Directive
According to the blog post below about the twins' birth, which girl was born first?

Supplied text

>> Begin

Wednesday, June 09, 2010

Double Trouble

We got the call at about 10:30 pm on Monday, May 24. I had just gotten back from the grocery store, after suffering a case of late night munchies and picking up an apple pie and, since I was there anyway, a turtle cake. Seems the girls had decided they didn’t want to wait until their scheduled arrival on Thursday. And they didn’t want grampa to be clogging any more arteries for a while.

Maci Paige was the first out, at a little after midnight on Tuesday, followed closely by her little sister, Kennedy Alexis.

I’m not sayin’ that the kids are braniacs, or anything, but Maci, knowing she was first, actually held up the “Number 1” sign for the first picture her dad took of her. Kennedy, destined to be the humanitarian of the brood, showed the “peace” sign in hers. They’re not identical twins, so I haven’t had to get one or both of them tattooed for ID. Maci looks just like James and Kennedy looks just like Megan – the exact opposite of what we thought would happen, based upon their completely different activity in the womb.

>> End

Data rows

>> Begin

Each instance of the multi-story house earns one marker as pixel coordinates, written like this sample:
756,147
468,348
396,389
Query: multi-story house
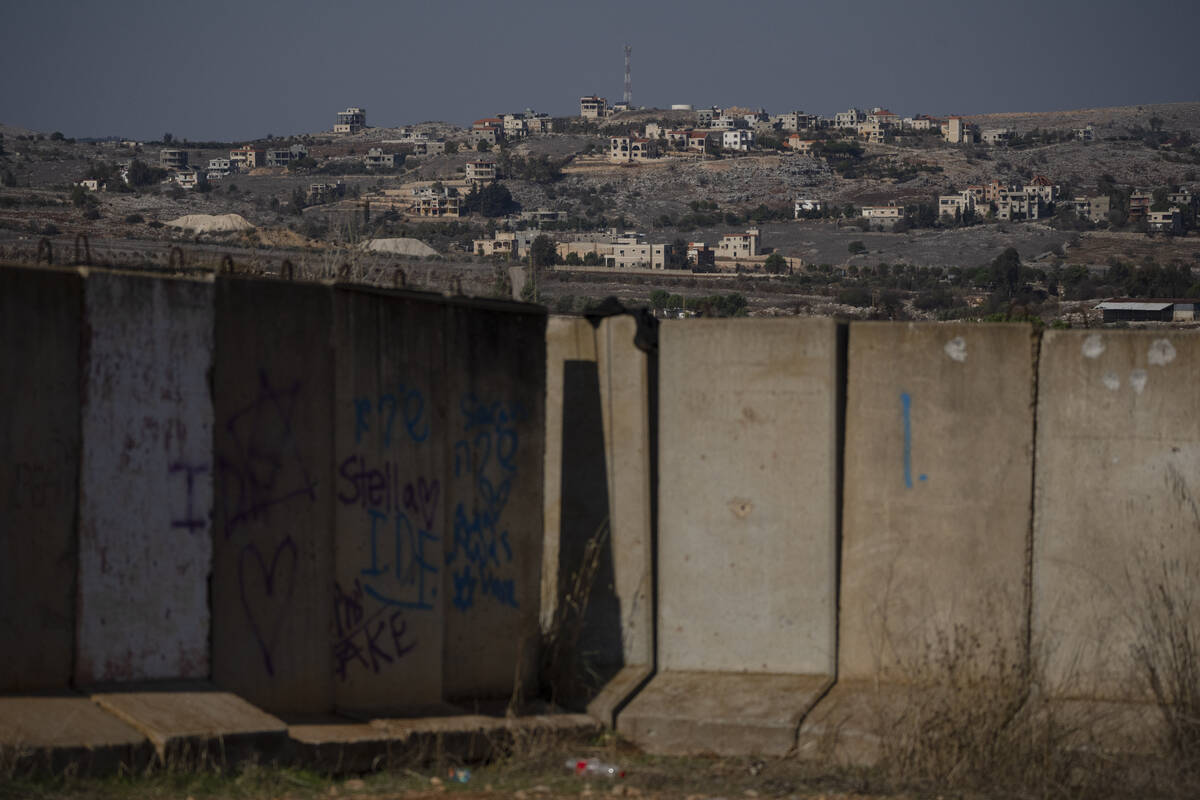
352,120
744,245
172,158
279,157
429,202
480,172
954,205
220,168
1018,204
957,130
701,254
1043,187
996,136
593,108
882,216
247,157
697,140
741,140
849,119
377,158
1165,222
801,145
1139,204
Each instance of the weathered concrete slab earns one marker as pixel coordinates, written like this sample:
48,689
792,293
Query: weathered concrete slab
55,733
568,340
1117,465
748,495
627,391
40,318
729,714
145,479
748,511
273,516
936,512
196,723
468,738
496,389
390,488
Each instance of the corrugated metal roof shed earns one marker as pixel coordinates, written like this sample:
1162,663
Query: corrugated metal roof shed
1134,306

>> End

Solution to the exercise
Maci Paige was born first.